**EXTRAIT**
=====
La Fondation Boghossian propose à ses visiteurs un accrochage rassemblant plus de 100 pièces révélatrices de la scène artistique libanaise contemporaine. Louma Salamé, directrice de la villa Empain et commissaire de l’exposition « How will it end ? » avec Alicia Knock du Centre Pompidou, évoque avec ferveur le succès d’un projet original et ambitieux.

« How will it end ? » se demandent 40 artistes libanais à Bruxelles

Louma Salamé, directrice générale de la villa Empain. Photo Marie Russillo

Les explosions du 4 août sont-elles le point de départ de cette proposition artistique riche qui tend à mettre en valeur les œuvres les plus récentes d’une quarantaine d’artistes libanais contemporains à la villa Empain, siège de la Fondation Boghossian à Bruxelles ? Louma Salamé, directrice des lieux, acquiesce et insiste sur une volonté de réagir au plus vite pour venir en aide aux Libanais, juste après le sinistre, une perspective philanthropique qui renoue avec la mission première de la Fondation. « Dès le lendemain, la Fondation a fait don d’un demi-million de dollars pour financer des bourses scolaires et de l’aide de première urgence. En parallèle, nous avons sollicité notre public, qui a été très généreux, et avons pu soutenir différentes associations humanitaires sur le terrain. Puis le Centre Pompidou nous a exprimé sa volonté de monter un projet commun afin de montrer au public sa très belle collection d’artistes libanais. Nous nous sommes lancés dans le projet, avec entre autres Alicia Knock. » Les deux responsables artistiques ont alors rencontré des artistes à Beyrouth, mais aussi à Paris, Amsterdam et autres, afin de découvrir et rassembler les œuvres les plus récentes. Presque toutes les pièces proposées ont été créées après le mouvement de contestation d’octobre 2019. « Nous avons souhaité faire une photographie de la scène contemporaine et nous demander dans quelle mesure l’actualité libanaise impacte la création des artistes, de façon directe ou indirecte », précise celle qui est diplômée de l’École nationale supérieure des beaux-arts de Paris.

Mounira al-Sohl, « Lackadaisical Sunset to Sunset », 2021. Avec l’autorisation de la Fondation Boghossian

Au cœur de la maison Art déco magnifiquement restaurée, Louma Salamé est chargée de la programmation culturelle, de l’organisation de différents événements et des résidences d’artistes. « On reçoit des artistes du monde entier, dont par exemple Maha Yammine et Marwan Moujaes, le mois dernier. La villa Empain a déjà présenté les travaux de plusieurs artistes libanais, comme Gregory Buchakjian ou l’écrivain Olivier Rohe, mais jamais avec une telle ampleur. À travers une centaine de pièces réalisées par 40 artistes, il s’agit de présenter de manière intergénérationnelle l’exigence de leur création et la survivance de leur travail », ajoute la jeune femme, qui se dit ravie de la réception enthousiaste d’une exposition qui a ému son public depuis son inauguration début décembre 2021.
=====
**ÉLÉMENTS PRÉSENTÉS**
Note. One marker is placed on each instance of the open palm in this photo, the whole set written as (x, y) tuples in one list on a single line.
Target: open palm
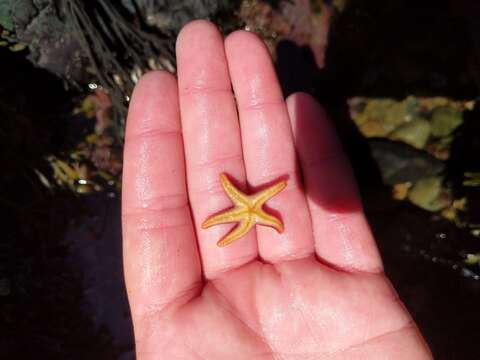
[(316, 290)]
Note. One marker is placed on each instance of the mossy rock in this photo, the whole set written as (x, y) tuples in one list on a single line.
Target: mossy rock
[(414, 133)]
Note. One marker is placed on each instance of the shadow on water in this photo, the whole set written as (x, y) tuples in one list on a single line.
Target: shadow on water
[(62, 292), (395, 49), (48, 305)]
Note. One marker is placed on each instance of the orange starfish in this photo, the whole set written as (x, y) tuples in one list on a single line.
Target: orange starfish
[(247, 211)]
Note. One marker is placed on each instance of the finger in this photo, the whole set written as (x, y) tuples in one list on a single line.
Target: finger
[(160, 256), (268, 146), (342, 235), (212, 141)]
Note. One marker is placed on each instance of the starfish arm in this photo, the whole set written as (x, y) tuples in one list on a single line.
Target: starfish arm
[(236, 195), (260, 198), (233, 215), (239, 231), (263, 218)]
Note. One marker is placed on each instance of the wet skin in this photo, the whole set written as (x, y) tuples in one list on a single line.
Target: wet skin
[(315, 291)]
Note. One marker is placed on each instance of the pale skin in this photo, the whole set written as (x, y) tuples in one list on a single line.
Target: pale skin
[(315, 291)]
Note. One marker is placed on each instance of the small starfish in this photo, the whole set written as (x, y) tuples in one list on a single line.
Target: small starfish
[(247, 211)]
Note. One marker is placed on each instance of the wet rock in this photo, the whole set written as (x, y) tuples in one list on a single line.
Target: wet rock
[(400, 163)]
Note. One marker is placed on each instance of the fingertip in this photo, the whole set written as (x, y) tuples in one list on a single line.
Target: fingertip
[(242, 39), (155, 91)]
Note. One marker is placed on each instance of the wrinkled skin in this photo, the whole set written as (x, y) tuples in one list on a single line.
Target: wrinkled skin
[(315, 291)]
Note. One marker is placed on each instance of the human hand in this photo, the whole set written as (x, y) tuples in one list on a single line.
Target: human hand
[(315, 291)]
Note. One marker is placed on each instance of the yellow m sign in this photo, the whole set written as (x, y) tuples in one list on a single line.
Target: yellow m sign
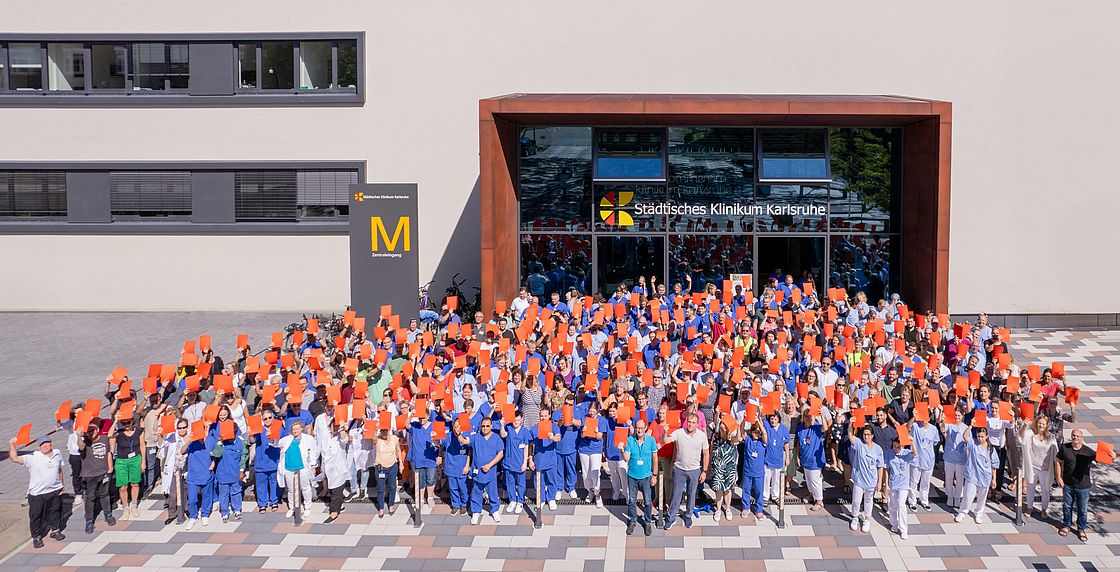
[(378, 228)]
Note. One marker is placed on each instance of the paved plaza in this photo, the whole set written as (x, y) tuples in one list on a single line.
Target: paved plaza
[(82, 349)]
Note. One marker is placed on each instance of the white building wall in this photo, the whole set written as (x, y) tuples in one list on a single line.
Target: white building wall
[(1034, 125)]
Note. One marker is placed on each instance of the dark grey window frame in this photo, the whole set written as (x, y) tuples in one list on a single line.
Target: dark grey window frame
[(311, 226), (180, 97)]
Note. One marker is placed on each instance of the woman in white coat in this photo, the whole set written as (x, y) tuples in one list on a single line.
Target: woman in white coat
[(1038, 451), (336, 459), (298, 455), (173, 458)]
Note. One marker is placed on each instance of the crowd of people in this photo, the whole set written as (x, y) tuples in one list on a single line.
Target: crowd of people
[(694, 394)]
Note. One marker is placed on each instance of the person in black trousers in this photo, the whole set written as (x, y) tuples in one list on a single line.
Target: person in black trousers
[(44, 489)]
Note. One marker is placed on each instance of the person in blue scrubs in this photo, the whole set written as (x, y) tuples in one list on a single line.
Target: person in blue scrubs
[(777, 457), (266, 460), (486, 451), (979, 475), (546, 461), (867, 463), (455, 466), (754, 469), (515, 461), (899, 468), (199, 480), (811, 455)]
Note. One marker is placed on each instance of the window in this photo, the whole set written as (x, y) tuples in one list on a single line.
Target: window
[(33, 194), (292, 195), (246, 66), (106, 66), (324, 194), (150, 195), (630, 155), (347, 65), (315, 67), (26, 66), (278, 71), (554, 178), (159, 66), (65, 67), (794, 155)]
=====
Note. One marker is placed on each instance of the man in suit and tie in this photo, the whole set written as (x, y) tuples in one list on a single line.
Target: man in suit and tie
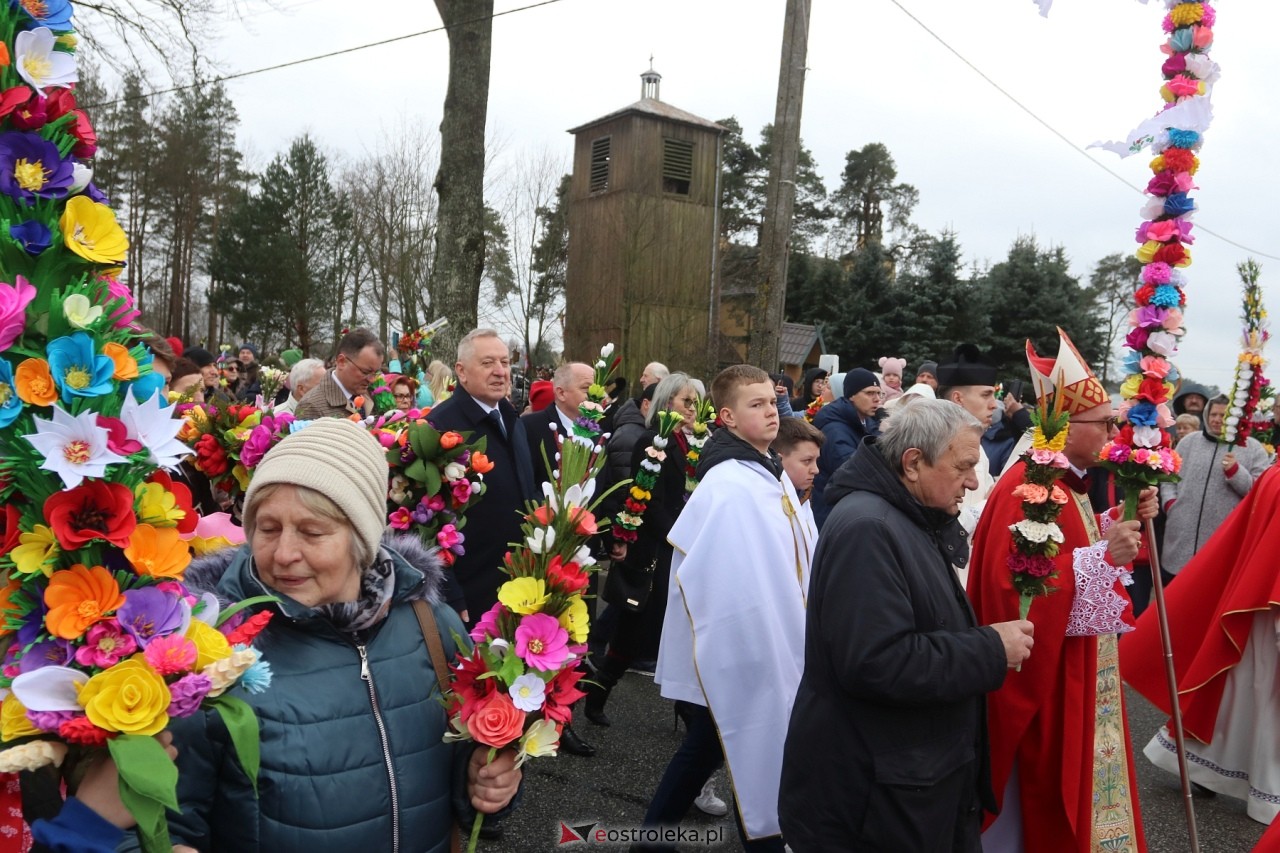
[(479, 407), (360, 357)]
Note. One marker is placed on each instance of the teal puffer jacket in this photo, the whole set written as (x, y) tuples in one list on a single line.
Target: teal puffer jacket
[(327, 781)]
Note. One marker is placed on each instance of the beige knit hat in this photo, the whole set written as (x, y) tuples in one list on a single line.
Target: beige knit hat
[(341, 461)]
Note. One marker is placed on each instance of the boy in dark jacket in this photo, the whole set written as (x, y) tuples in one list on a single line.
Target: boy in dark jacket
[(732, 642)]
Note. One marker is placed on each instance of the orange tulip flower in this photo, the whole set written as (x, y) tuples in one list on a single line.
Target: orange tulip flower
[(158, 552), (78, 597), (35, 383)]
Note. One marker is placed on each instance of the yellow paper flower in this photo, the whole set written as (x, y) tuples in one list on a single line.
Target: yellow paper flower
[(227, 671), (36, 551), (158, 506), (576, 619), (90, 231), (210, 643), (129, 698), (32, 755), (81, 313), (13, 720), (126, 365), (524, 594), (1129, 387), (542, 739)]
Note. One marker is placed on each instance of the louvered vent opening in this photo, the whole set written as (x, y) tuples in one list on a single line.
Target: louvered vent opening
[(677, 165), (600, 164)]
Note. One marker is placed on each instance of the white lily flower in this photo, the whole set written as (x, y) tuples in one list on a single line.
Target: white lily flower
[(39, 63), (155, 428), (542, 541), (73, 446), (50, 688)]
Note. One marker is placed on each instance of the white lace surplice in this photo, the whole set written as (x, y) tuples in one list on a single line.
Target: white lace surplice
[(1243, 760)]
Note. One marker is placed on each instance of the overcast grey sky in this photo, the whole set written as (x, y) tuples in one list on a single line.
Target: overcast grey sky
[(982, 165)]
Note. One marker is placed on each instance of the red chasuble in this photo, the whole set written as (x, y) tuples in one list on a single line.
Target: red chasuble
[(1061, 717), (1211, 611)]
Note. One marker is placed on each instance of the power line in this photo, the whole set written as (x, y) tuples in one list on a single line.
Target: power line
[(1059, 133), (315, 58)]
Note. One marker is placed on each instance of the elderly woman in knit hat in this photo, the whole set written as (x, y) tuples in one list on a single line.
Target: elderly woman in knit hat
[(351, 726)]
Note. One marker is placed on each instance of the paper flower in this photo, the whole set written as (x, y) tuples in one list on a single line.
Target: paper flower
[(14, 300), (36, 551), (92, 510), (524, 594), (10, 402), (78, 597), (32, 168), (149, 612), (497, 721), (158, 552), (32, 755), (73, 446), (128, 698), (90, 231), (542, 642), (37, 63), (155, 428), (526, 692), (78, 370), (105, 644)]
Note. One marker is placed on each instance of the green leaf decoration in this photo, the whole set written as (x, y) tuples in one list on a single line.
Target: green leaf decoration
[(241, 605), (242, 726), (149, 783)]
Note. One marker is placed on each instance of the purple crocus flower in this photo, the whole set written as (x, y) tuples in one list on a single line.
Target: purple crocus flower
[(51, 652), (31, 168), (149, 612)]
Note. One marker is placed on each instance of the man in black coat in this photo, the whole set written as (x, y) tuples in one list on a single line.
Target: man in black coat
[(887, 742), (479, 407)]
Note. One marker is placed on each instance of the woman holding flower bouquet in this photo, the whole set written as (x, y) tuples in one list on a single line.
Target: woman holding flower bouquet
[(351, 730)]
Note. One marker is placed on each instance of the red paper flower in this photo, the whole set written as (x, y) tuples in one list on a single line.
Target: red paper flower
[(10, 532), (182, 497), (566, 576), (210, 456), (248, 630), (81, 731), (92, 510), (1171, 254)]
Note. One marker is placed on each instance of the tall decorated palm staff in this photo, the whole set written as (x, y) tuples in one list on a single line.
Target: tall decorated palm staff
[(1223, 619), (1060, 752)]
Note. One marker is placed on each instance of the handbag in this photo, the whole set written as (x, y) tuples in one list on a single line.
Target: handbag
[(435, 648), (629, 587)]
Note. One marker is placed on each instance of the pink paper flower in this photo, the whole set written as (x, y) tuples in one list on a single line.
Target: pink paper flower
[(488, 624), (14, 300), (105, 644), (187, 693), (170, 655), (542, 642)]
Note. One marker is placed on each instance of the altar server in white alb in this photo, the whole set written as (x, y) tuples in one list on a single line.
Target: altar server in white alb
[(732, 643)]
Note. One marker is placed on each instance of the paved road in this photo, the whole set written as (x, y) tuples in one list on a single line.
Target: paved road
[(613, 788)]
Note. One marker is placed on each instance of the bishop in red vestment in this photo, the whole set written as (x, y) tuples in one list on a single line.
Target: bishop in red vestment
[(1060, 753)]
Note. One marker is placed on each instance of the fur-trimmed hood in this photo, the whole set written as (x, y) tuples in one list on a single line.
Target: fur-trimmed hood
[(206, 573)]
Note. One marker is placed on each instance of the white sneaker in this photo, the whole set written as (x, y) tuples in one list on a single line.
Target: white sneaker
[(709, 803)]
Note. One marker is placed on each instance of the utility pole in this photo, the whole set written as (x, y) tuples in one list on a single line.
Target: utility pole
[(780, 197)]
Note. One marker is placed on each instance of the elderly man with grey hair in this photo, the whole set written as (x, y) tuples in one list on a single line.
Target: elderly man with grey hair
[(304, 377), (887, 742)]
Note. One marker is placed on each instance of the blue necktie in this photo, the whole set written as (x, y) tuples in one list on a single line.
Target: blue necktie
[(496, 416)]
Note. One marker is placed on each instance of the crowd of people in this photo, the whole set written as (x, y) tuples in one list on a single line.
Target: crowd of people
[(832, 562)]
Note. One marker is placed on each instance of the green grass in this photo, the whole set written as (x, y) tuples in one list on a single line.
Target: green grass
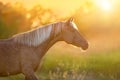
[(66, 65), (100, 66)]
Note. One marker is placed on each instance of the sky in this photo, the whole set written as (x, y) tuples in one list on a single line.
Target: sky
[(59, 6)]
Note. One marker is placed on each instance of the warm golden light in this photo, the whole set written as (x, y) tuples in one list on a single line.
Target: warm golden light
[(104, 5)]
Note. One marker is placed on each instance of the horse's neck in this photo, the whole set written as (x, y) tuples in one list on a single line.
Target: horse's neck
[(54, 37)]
=====
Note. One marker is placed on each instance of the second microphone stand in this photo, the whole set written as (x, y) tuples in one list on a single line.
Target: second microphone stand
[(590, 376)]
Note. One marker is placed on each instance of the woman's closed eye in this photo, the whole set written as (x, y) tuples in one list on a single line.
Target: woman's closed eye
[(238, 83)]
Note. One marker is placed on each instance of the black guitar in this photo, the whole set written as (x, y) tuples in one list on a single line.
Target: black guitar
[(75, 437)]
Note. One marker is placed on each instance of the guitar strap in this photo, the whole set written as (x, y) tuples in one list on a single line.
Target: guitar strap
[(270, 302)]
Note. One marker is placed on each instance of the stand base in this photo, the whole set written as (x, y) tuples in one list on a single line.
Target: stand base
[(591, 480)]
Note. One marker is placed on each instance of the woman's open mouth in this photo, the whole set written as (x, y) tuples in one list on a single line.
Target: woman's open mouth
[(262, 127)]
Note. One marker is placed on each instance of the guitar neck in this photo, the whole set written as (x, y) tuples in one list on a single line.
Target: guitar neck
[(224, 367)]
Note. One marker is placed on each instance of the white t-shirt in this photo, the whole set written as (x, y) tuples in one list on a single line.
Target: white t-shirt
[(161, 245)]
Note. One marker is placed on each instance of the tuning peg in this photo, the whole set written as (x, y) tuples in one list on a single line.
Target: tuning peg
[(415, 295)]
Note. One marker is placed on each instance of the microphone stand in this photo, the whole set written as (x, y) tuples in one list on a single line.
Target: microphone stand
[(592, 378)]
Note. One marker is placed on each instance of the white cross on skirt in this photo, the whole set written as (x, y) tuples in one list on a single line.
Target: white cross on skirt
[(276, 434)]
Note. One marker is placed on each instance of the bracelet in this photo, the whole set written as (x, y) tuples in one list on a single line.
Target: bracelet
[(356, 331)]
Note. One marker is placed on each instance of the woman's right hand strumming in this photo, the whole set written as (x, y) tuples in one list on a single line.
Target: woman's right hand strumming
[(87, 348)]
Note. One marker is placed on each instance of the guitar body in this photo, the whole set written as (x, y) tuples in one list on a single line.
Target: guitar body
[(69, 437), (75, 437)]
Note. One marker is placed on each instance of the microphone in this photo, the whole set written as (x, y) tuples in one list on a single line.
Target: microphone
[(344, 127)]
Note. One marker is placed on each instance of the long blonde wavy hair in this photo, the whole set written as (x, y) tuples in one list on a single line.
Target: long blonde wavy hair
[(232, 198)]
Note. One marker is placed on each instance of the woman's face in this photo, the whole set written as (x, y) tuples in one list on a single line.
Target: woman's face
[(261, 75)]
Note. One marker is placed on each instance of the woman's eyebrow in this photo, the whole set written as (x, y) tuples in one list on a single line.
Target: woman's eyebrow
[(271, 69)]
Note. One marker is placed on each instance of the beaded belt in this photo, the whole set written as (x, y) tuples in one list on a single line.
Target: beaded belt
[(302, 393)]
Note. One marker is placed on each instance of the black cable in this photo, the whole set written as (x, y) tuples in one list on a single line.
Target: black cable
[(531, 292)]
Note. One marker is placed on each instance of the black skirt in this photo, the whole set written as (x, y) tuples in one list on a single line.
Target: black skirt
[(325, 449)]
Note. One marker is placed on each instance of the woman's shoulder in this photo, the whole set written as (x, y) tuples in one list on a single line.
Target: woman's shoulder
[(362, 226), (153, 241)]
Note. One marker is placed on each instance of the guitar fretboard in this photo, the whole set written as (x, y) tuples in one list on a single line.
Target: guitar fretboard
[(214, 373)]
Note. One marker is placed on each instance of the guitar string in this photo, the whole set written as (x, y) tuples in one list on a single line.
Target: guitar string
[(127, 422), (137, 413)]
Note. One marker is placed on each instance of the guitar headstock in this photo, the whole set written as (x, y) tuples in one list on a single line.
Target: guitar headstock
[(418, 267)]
=====
Recopiez fidèlement le passage de l'extrait sur l'exposition libanaise à la villa Empain qui commence par les mots contenant "Au cœur de la" et se termine par "début décembre 2021.". Les items ci-dessus n'ont aucun rôle ici.

**RÉSULTAT FINAL**
Au cœur de la maison Art déco magnifiquement restaurée, Louma Salamé est chargée de la programmation culturelle, de l’organisation de différents événements et des résidences d’artistes. « On reçoit des artistes du monde entier, dont par exemple Maha Yammine et Marwan Moujaes, le mois dernier. La villa Empain a déjà présenté les travaux de plusieurs artistes libanais, comme Gregory Buchakjian ou l’écrivain Olivier Rohe, mais jamais avec une telle ampleur. À travers une centaine de pièces réalisées par 40 artistes, il s’agit de présenter de manière intergénérationnelle l’exigence de leur création et la survivance de leur travail », ajoute la jeune femme, qui se dit ravie de la réception enthousiaste d’une exposition qui a ému son public depuis son inauguration début décembre 2021.